> [WORK INSTRUCTION]:
Each record needs to be transcribed word for word, though without its pictures.

> [MATERIAL PROVIDED]:
************

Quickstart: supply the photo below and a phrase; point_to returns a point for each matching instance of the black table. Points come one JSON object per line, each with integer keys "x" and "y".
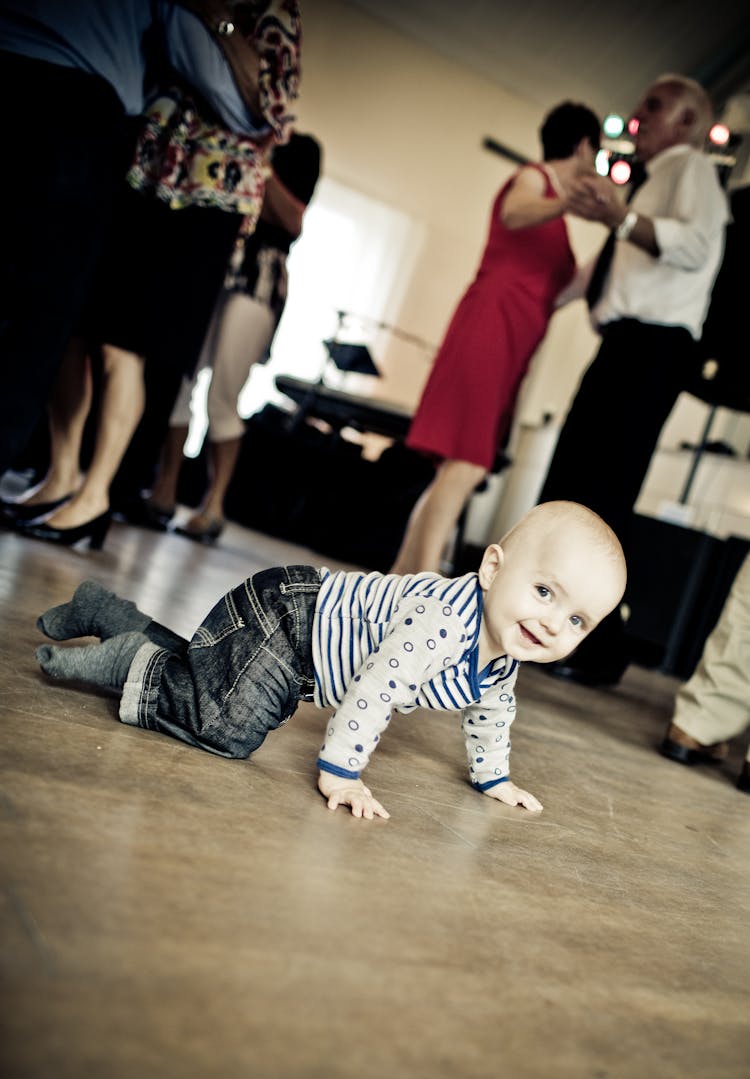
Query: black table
{"x": 341, "y": 409}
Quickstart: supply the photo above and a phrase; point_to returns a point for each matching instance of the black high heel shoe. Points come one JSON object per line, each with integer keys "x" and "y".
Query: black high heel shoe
{"x": 11, "y": 513}
{"x": 95, "y": 531}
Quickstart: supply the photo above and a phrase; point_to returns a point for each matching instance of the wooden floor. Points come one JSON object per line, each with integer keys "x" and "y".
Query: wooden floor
{"x": 169, "y": 914}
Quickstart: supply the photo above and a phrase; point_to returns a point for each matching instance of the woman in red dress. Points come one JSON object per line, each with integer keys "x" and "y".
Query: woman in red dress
{"x": 467, "y": 403}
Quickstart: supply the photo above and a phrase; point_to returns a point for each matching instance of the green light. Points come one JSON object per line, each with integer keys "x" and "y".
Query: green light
{"x": 613, "y": 125}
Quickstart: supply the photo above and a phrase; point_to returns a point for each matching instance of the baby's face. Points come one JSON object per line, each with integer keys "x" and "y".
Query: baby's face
{"x": 543, "y": 597}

************

> [RESULT FOR THIS TASK]:
Quickstart: supply the photo below and a phrase; point_to returns a point for each matching instance of the black table. Points come one JSON object per line, each with integer keys "x" and "y".
Query: black table
{"x": 341, "y": 409}
Quickstart: supply the photo above and a phrase; point_to returns a point for each matching instance of the black high heel shoe. Points come one JSON object per line, each with integer keys "x" and "y".
Query: black high heel shoe
{"x": 11, "y": 513}
{"x": 95, "y": 531}
Quickstart: supply the photo above and a phrase; point_to returns a point for each matching instance of the wooden floor. Points come one JSON object per line, each with integer keys "x" and "y".
Query: wooden floor
{"x": 169, "y": 914}
Quickstart: supply the photo above and a phrase; point_to returns a point for each matching instance of the woman in red dress. Points come one JSON object per line, each with integer keys "x" and "y".
Query: woman in red dress
{"x": 467, "y": 403}
Quickstart: supply the photo above and a phrase; point_to returns a point for each matching instance of the green light. Points come one JSON object per line, each with integer keys "x" and "y".
Query: green light
{"x": 613, "y": 125}
Quickstart: supply the photo above and a phrase; point_to returns a point for each matching instance of the baby's face. Points come one JSON object per line, each with integer keys "x" and "y".
Query: baby's face
{"x": 543, "y": 597}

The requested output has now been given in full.